Items listed in a dataset
begin

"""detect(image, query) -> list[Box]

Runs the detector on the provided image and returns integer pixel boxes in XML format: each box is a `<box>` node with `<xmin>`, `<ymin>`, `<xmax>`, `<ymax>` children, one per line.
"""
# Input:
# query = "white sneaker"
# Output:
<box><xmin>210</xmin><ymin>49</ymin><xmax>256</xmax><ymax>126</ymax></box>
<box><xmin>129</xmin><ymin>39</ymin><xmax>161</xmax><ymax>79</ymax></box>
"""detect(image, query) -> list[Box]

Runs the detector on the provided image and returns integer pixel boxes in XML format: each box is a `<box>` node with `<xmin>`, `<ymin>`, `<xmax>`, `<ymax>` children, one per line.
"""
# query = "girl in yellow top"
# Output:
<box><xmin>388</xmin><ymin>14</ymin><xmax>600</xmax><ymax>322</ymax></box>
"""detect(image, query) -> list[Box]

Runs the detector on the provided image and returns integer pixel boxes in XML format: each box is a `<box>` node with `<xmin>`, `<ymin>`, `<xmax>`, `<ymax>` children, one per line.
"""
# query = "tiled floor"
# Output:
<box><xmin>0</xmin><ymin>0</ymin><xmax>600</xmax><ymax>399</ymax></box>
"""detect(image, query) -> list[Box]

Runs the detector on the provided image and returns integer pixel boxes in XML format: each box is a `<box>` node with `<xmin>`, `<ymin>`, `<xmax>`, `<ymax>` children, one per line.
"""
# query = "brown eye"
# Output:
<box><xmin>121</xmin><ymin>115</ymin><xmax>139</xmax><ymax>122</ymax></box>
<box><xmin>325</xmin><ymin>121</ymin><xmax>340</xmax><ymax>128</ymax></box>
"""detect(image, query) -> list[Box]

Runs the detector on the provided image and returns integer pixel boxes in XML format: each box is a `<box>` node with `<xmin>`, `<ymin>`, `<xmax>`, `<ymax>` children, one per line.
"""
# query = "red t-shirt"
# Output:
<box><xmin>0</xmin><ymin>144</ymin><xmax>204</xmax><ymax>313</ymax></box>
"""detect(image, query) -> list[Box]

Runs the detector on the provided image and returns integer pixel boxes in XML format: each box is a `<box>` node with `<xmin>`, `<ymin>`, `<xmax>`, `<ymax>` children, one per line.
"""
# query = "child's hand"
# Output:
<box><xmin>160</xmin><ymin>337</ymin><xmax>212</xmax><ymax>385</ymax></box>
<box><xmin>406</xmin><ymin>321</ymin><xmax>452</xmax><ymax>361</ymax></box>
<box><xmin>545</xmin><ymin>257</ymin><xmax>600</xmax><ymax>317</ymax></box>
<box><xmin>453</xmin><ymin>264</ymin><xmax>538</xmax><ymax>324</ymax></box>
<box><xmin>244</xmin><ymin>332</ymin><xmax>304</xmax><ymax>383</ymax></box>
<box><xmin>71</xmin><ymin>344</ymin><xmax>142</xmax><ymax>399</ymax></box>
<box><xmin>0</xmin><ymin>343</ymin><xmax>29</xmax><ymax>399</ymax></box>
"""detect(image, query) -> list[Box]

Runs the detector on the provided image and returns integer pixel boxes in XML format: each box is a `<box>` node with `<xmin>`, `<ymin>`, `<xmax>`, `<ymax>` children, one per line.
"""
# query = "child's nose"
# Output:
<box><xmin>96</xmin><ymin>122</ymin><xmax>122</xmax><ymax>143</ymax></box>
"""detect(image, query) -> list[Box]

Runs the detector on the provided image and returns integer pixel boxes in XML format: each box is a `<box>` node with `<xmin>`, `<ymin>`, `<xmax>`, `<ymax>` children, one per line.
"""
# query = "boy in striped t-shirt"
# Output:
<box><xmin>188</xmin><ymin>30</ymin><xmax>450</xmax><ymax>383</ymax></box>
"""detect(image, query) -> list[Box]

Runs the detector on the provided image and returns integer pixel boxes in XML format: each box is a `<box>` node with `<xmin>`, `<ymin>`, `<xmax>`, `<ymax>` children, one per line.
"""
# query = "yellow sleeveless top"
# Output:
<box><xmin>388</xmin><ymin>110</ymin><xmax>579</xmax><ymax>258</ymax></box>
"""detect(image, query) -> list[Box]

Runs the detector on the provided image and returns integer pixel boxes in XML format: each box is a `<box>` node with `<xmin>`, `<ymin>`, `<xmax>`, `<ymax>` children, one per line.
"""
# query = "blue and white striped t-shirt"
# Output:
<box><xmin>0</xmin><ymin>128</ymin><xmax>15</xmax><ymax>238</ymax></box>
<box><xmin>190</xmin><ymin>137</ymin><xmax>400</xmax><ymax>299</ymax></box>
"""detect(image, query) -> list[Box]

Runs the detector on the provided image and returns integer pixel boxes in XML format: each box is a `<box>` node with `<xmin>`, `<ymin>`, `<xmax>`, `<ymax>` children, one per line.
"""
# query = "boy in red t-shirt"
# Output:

end

AIM OF THE EXERCISE: Report each line of the data above that contains the word "white", copying every such line in full. Letter case matters.

SOLVED PROBLEM:
# query = "white sneaker"
# query = "blue and white striped t-shirt"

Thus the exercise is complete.